Extrait du document —
■ ■ ■ ■
La tornade

Publié le par chervalin

 

-T'as un trou là ? Écoutes, tu peux prendre un entretien, car nous, on y arrive pas. C'est une folle dingue, une parano, à qui tout est arrivé. Elle dépose plainte contre tous ceux avec qui elle discute ou tout ceux qui portent un chapeau. Cela fait plus de 15 fois qu'elle se pointe à l'accueil et c'est toujours pareil, elle vient pour un nouveau problème, elle écrit aux administrations pour obtenir réparation de trucs qui ne se passent que dans sa tête, les services sociaux nous la renvoient, la gendarmerie, le Tribunal, allez s'il te plaît, chacun son tour..........

Bon, je.

Par curiosité et aussi parce que cette situation me rappelle vaguement un déjà vu et entendu. Je me doute qu'elles se marrent déjà et je vérifie qu'on est pas le 1er avril.

Elle entre.

Clémentine est une femme menue, trentenaire et dès, pas trop désagréable à regarder et même à écouter. Sa voix est un peu métallique, mais j'aime,  elle a du vocabulaire et du style.
■ ■ ■ ■
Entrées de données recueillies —
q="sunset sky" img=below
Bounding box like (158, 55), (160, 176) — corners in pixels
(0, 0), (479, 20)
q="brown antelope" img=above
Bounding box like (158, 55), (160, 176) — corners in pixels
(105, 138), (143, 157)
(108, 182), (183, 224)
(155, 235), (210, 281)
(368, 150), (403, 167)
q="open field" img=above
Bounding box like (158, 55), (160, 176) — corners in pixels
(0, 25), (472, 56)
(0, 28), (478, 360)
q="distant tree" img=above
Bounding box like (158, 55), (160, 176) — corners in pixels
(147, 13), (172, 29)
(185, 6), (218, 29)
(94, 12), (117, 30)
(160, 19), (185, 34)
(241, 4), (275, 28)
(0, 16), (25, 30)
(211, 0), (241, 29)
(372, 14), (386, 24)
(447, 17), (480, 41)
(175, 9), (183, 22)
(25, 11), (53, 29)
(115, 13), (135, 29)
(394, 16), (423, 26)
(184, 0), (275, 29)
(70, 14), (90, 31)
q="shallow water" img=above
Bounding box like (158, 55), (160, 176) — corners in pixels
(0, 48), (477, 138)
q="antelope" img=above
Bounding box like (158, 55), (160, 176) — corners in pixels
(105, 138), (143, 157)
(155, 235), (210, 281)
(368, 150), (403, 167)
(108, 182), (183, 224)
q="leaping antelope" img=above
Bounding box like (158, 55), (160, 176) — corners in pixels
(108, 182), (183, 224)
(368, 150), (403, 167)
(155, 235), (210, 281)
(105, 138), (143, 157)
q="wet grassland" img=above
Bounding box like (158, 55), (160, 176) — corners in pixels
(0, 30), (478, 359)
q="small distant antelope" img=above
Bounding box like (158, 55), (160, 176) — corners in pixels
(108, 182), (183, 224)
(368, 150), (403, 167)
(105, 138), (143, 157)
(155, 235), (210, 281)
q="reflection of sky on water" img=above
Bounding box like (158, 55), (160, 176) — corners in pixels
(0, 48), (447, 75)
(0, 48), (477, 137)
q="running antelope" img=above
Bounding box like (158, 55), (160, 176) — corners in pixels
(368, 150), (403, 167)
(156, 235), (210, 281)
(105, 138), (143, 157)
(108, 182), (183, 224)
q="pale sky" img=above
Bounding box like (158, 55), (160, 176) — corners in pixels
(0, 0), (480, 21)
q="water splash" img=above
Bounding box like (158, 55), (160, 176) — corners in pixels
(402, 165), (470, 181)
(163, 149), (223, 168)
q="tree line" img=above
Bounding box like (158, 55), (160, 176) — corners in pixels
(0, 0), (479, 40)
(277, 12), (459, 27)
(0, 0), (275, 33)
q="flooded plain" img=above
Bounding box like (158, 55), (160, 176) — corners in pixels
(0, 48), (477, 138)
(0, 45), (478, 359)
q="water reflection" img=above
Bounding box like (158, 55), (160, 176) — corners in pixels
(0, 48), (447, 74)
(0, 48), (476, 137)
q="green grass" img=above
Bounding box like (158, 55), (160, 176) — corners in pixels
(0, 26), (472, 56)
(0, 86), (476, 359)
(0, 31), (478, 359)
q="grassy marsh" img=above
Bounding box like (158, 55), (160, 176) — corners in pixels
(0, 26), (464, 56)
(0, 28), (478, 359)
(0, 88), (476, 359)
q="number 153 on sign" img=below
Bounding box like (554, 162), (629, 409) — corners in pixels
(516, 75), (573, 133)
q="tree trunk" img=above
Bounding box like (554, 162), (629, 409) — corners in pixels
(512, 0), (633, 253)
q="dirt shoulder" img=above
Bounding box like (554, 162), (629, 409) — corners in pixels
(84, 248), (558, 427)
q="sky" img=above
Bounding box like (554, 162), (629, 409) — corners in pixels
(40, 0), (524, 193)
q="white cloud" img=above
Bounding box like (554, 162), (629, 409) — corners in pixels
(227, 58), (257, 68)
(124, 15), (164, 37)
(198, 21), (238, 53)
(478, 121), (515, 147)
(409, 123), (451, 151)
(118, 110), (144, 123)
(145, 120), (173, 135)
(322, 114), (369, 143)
■ ■ ■ ■
Action demandée 1 — D'après le récit « La tornade », combien de fois Clémentine s'est-elle présentée à l'accueil ?
Action demandée 2 — Poursuivez le récit « La tornade », s'il vous plaît, à la suite de sa dernière phrase.

Résultat de l'exercice 1 — Plus de 15 fois.

Résultat de l'exercice 2 —
Elle décide de reprendre par le menu son histoire et en effet, celle-ci est écornée de péripéties dont elle est systématiquement une victime directe ou indirecte.

Cependant, il ne faut pas l'interrompre car tout de suite vient en explication d'autres coupables : ceux qui refusent de l'écouter et de l'aider à savoir tous les services sociaux ou médicaux ou de la justice ou des représentants quelconques d'associations.

Alors j'écoute. Ce qui est remarquable dans son récit c'est qu'il est structuré et qu'elle démontre parfaitement qu'elle est vraiment persécutée et qu'elle n' est jamais comprise ou entendue.

Elle est dans une spirale, une tornade même,


où elle attrape des objets, des situations, des phrases, des personnes trouvées sur son passage qui ont la particularité de porter ou  d'être déjà en soi un problème.

Prenons un exemple:

(Et suivez nom de d'la, c'est déjà pas simple à raconter, si c'est pour que vous lisiez en même temps que vous faites votre liste des courses, ça l'fait pas)

Clémentine possède une grande maison que sa famille a déserté depuis longtemps et lors d'une rencontre opportune, cède à la compassion d'une jeune fille en difficulté et l'héberge dans la chambre d'amis. Rien que de très commun sauf, que cette jeune fille lui apprend, un soir de veillée cristallisée par l'ennui, qu'elle a été victime de viol lorsqu'elle a été accueillie en famille d'accueil lors de son arrivée en France.

Tout ça.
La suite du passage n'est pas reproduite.